_Record extracts_

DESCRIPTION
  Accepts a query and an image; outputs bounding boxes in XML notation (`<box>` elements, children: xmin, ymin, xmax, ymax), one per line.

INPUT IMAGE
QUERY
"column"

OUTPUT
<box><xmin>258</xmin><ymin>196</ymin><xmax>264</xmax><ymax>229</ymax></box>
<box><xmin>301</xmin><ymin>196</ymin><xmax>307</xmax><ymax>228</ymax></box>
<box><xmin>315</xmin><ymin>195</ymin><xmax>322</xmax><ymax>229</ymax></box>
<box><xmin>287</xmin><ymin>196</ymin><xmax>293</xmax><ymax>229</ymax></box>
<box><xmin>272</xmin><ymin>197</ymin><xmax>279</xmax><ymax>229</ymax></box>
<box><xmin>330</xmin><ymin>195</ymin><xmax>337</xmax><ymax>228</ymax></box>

_What you need to do_
Pick out every line in the items above that contains the string "ymax", and copy each of those lines in full.

_Completed exercise_
  Accepts a query and an image; outputs bounding boxes in XML notation (`<box>` elements, children: xmin, ymin, xmax, ymax), one per line.
<box><xmin>258</xmin><ymin>196</ymin><xmax>264</xmax><ymax>229</ymax></box>
<box><xmin>301</xmin><ymin>196</ymin><xmax>307</xmax><ymax>228</ymax></box>
<box><xmin>315</xmin><ymin>195</ymin><xmax>322</xmax><ymax>229</ymax></box>
<box><xmin>287</xmin><ymin>196</ymin><xmax>293</xmax><ymax>229</ymax></box>
<box><xmin>272</xmin><ymin>197</ymin><xmax>279</xmax><ymax>229</ymax></box>
<box><xmin>330</xmin><ymin>195</ymin><xmax>337</xmax><ymax>228</ymax></box>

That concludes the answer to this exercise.